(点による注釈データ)
■ ■ ■ ■

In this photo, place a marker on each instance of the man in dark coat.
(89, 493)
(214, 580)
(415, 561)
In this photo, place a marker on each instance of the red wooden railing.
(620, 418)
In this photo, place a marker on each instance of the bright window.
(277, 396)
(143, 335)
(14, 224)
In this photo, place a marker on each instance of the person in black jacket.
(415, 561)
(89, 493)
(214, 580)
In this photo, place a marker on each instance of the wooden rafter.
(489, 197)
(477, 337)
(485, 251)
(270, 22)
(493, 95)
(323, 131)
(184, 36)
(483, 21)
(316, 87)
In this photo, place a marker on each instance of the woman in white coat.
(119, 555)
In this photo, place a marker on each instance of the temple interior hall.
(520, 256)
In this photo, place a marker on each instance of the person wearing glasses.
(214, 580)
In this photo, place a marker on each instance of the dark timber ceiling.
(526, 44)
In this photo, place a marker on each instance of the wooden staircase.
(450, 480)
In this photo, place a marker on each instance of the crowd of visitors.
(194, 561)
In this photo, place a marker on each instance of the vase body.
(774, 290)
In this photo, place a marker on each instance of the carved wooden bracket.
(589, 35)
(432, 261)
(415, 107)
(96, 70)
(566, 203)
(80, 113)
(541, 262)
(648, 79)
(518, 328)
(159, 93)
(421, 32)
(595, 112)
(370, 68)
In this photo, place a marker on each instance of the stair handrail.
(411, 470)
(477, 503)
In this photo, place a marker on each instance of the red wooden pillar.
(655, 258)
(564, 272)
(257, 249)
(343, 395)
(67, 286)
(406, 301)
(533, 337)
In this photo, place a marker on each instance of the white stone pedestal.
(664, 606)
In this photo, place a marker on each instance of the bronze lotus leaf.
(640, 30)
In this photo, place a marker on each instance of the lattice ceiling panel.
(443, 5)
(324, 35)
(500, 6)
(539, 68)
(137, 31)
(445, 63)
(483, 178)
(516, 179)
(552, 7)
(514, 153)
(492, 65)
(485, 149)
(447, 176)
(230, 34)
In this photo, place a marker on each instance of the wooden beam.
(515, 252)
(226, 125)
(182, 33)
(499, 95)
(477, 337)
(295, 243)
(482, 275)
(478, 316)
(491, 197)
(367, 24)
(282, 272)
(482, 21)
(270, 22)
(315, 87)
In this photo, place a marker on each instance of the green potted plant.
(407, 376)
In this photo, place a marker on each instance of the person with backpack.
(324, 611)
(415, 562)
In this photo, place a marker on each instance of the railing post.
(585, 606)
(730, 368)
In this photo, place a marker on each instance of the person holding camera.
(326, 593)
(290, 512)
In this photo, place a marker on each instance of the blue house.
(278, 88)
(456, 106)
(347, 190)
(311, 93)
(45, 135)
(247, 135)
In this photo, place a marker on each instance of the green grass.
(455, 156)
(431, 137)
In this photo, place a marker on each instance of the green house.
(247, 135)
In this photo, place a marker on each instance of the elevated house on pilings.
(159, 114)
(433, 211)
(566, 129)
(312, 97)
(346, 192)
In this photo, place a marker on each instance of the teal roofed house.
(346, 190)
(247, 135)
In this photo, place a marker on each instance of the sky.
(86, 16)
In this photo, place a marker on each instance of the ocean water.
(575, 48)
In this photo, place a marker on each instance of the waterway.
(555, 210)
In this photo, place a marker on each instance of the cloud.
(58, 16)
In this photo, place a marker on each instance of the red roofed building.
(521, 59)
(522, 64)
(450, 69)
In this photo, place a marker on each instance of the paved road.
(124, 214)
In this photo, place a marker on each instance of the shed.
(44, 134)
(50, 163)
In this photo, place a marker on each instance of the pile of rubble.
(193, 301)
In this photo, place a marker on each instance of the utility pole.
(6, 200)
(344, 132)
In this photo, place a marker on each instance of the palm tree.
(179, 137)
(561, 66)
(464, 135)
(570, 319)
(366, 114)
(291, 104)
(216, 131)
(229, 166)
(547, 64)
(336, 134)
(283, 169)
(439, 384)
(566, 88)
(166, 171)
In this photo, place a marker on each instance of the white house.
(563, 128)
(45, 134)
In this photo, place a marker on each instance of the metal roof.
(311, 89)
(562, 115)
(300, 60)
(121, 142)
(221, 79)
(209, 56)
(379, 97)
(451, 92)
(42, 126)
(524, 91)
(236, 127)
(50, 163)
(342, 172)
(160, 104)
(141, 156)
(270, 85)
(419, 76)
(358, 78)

■ ■ ■ ■

上のデータを最初の行から最後の行まで、一字も変えずにそのまま返すこと。

▶ [回答]:
In this photo, place a marker on each instance of the man in dark coat.
(89, 493)
(214, 580)
(415, 561)
In this photo, place a marker on each instance of the red wooden railing.
(620, 418)
In this photo, place a marker on each instance of the bright window.
(277, 396)
(143, 335)
(14, 224)
In this photo, place a marker on each instance of the person in black jacket.
(415, 561)
(89, 493)
(214, 580)
In this photo, place a marker on each instance of the wooden rafter.
(489, 197)
(477, 337)
(485, 251)
(270, 22)
(493, 95)
(323, 131)
(184, 36)
(483, 21)
(316, 87)
In this photo, place a marker on each instance of the woman in white coat.
(119, 555)
In this photo, place a marker on each instance of the temple interior hall.
(520, 256)
In this photo, place a marker on each instance of the person wearing glasses.
(214, 580)
In this photo, place a marker on each instance of the dark timber ceiling.
(526, 44)
In this photo, place a marker on each instance of the wooden staircase.
(450, 480)
In this photo, place a marker on each instance of the crowd of visitors.
(194, 561)
In this photo, place a marker on each instance of the vase body.
(774, 290)
In this photo, place a marker on each instance of the carved wooden bracket.
(589, 35)
(432, 261)
(415, 107)
(96, 70)
(566, 203)
(80, 113)
(541, 262)
(648, 79)
(518, 328)
(159, 93)
(421, 32)
(595, 112)
(370, 68)
In this photo, place a marker on each instance of the stair handrail.
(411, 470)
(477, 503)
In this photo, place a marker on each instance of the red wooden pillar.
(655, 258)
(564, 272)
(257, 249)
(343, 395)
(67, 286)
(406, 301)
(533, 337)
In this photo, place a marker on each instance of the white stone pedestal.
(664, 606)
In this photo, place a marker on each instance of the bronze lotus leaf.
(640, 30)
In this photo, place a marker on each instance of the lattice ceiling panel.
(443, 5)
(324, 35)
(500, 6)
(539, 68)
(137, 31)
(445, 63)
(483, 178)
(516, 179)
(552, 7)
(514, 153)
(492, 65)
(485, 149)
(447, 176)
(230, 34)
In this photo, place a marker on each instance of the wooden beam.
(515, 252)
(226, 125)
(182, 33)
(499, 95)
(477, 337)
(295, 243)
(482, 275)
(478, 316)
(491, 197)
(367, 24)
(282, 272)
(482, 21)
(270, 22)
(315, 87)
In this photo, place a marker on each instance of the green potted plant.
(407, 376)
In this photo, place a marker on each instance of the person with backpack.
(324, 611)
(415, 562)
In this photo, place a marker on each instance of the railing post.
(585, 606)
(730, 368)
In this photo, place a marker on each instance of the person holding camera.
(326, 593)
(290, 512)
In this photo, place a marker on each instance of the blue house.
(278, 88)
(456, 106)
(347, 190)
(311, 93)
(45, 135)
(247, 135)
In this photo, place a marker on each instance of the green grass.
(455, 156)
(431, 137)
In this photo, place a marker on each instance of the green house.
(247, 135)
In this photo, place a marker on each instance of the elevated house on pilings.
(159, 114)
(433, 211)
(566, 129)
(312, 97)
(346, 192)
In this photo, place a marker on each instance of the teal roofed house.
(346, 190)
(247, 135)
In this photo, place a marker on each instance of the sky.
(86, 16)
In this photo, place a marker on each instance of the ocean water.
(575, 48)
In this photo, place a marker on each instance of the waterway.
(555, 210)
In this photo, place a marker on each instance of the cloud.
(58, 16)
In this photo, place a marker on each instance of the red roofed building.
(521, 59)
(522, 64)
(450, 69)
In this photo, place a marker on each instance of the paved road.
(124, 214)
In this photo, place a marker on each instance of the shed.
(44, 134)
(50, 163)
In this photo, place a marker on each instance of the pile of rubble.
(193, 301)
In this photo, place a marker on each instance of the utility pole.
(6, 200)
(344, 132)
In this photo, place a marker on each instance of the palm tree.
(179, 137)
(561, 66)
(464, 135)
(570, 319)
(366, 114)
(291, 104)
(216, 131)
(229, 166)
(547, 64)
(336, 134)
(283, 169)
(439, 384)
(566, 88)
(166, 171)
In this photo, place a marker on each instance of the white house.
(563, 128)
(45, 134)
In this photo, place a marker on each instance of the metal roof.
(311, 89)
(562, 115)
(300, 60)
(121, 142)
(221, 79)
(209, 56)
(379, 97)
(451, 92)
(42, 126)
(524, 91)
(236, 127)
(50, 163)
(342, 172)
(160, 104)
(141, 156)
(270, 85)
(419, 76)
(358, 78)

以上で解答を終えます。